# Document excerpt:
+===+

There are “startling discrepancies” in the cost of basic, healthy food at grocery stores across Canada, according to a report released by the Heart and Stroke Foundation this month.

Some Canadians, depending on where they live, are paying between two and six times more money for the same grocery cart of healthy foods, the report found.

The cost of a package of whole-wheat pasta ranged from $2 in Barrie to $11.37 in Dawson, Yukon. While in Ontario, the cost of six medium apples ranged from $0.90 in Peterborough to $5.49 in Dryden.

The discrepancies in the cost of healthy food across Canada and across provinces is startling, said Stephen Samis, director of health policy at the Heart and Stroke Foundation.

“Access to basic healthy food should be a right, not a privilege,” Samis said. “Yet many Canadians have trouble affording, or even finding, healthy food where they shop. This is a problem that may get worse given the downturn in the current economy.”

For Canadians looking for more ways to cut back on spending but not nutrition, registered dietitian Amanda Schwartz offers these tips:

• Cook Seasonally Fruits and vegetables that are in season are cheaper than off-season fare. In the winter season try buying cabbage, carrots, garlic, kale, leeks, onions, parsnips, apples, kiwi, bananas and oranges.

• Purchase foods that provide more bang for your buck Examples of fruits and vegetables that provide a high nutrient to price ratio include cabbage, carrots, oranges, bananas, frozen and canned fruits and vegetables.

• Have breakfast for supper Eggs are a great, less expensive source of protein that can be eaten at any meal. Try making an omelet with a plethora of colourful vegetables and include whole grain toast or a sweet potato for a well balanced and filling dinner.

• Do the prep work Bagged salad mixes and pre-chopped produce may save time but that extra convenience will cost you.

• Make your own snacks Popcorn is one of the most commonly recommended snacks by dietitians and is a snap to make. Buy an air-popper and make your own air-popped pop corn for a great low calorie snack. Also, try making your own trail mixes by getting walnuts and almonds and other nuts from the bulk bins and include dried fruits and pretzels.

• Shop with a buddy If you live alone try buying bulk-sized items and splitting them with a friend(s).

• Use coupons Check out weekly fliers for great savings.

+===+

[Stored data entries]
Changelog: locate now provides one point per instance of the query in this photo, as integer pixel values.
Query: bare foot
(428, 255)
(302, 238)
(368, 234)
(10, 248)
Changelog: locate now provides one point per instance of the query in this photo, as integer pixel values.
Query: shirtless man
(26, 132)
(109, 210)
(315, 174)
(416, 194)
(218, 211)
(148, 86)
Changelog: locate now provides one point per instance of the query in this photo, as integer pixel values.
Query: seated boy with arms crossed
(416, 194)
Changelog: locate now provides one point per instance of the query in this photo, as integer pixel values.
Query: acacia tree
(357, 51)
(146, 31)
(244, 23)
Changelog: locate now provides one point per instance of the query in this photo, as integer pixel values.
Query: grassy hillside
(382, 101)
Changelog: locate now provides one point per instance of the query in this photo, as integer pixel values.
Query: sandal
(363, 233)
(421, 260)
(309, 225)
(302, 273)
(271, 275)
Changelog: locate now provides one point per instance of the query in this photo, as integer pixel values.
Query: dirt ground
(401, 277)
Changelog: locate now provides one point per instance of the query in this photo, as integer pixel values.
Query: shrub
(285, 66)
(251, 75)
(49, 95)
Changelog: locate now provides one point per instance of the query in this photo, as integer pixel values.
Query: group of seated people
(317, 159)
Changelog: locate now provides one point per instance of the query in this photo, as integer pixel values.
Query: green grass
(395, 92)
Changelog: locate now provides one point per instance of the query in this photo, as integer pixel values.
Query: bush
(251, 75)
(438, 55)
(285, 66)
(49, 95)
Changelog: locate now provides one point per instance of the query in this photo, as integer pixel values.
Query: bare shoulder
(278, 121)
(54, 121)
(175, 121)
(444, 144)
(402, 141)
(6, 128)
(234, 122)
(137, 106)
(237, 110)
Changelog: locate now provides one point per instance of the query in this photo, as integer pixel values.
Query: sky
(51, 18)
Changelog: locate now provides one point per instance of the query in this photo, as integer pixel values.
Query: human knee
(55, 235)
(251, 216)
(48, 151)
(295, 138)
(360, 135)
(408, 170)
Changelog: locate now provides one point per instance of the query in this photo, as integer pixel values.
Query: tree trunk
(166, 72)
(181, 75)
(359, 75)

+===+

# Complete the following:
A: Based on the article on healthy food costs, say whether each statement agrees with it. Answer yes or no, and quote the words that decide it.
(i) The Heart and Stroke Foundation released the report.
(ii) Six medium apples cost $0.90 in Dryden.
(iii) Amanda Schwartz is director of health policy at the Heart and Stroke Foundation.
B: Answer these questions using the article on healthy food costs.
(i) Where did a package of whole-wheat pasta cost $11.37?
(ii) Which nuts from the bulk bins are named for homemade trail mixes?
(iii) What should shoppers check for weekly savings?
C: Revise the article on healthy food costs from "The discrepancies in" to "bananas and oranges.", putting "turnips" in place of "kale".

# Your responses:
A:
(i) Yes: "according to a report released by the Heart and Stroke Foundation this month"
(ii) No: "the cost of six medium apples ranged from $0.90 in Peterborough to $5.49 in Dryden"
(iii) No: "said Stephen Samis, director of health policy at the Heart and Stroke Foundation"

B:
(i) Dawson, Yukon
(ii) Walnuts and almonds
(iii) Weekly fliers

C:
The discrepancies in the cost of healthy food across Canada and across provinces is startling, said Stephen Samis, director of health policy at the Heart and Stroke Foundation.

“Access to basic healthy food should be a right, not a privilege,” Samis said. “Yet many Canadians have trouble affording, or even finding, healthy food where they shop. This is a problem that may get worse given the downturn in the current economy.”

For Canadians looking for more ways to cut back on spending but not nutrition, registered dietitian Amanda Schwartz offers these tips:

• Cook Seasonally Fruits and vegetables that are in season are cheaper than off-season fare. In the winter season try buying cabbage, carrots, garlic, turnips, leeks, onions, parsnips, apples, kiwi, bananas and oranges.